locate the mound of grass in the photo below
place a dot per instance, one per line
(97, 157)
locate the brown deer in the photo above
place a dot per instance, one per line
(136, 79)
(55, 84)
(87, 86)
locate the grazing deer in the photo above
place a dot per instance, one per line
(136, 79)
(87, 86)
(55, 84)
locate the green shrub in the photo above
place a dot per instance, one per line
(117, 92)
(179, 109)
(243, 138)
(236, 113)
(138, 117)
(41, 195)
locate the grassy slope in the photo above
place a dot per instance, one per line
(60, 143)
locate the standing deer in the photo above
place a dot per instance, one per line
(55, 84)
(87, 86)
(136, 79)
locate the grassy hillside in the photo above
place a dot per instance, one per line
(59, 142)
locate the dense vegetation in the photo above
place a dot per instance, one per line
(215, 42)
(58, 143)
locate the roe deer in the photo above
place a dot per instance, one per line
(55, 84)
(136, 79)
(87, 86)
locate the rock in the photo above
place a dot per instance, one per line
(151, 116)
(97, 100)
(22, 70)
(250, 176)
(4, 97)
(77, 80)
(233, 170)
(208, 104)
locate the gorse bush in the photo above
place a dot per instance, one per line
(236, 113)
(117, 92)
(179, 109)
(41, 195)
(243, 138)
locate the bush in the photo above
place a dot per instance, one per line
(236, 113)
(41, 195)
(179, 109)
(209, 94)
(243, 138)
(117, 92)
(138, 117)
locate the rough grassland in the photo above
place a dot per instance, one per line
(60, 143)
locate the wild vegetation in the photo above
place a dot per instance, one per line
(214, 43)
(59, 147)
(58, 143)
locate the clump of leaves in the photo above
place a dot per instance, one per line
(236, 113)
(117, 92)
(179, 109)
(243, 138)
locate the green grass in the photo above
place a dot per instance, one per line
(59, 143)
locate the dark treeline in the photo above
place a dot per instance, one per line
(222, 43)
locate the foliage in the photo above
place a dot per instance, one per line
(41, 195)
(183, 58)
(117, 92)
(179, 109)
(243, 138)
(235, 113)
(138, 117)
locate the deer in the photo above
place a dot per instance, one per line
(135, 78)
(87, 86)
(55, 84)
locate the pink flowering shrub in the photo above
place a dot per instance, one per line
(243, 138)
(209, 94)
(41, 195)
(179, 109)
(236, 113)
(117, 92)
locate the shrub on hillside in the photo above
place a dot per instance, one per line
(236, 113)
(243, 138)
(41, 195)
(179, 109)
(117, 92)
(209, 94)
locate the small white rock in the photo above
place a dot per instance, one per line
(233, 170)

WORK INSTRUCTIONS: Check the lines above and copy each one that includes "deer".

WRITTEN RESPONSE:
locate the brown deer in the photo above
locate the grazing deer in the photo above
locate the standing deer in the photo above
locate the roe deer in the photo above
locate the deer in the photo above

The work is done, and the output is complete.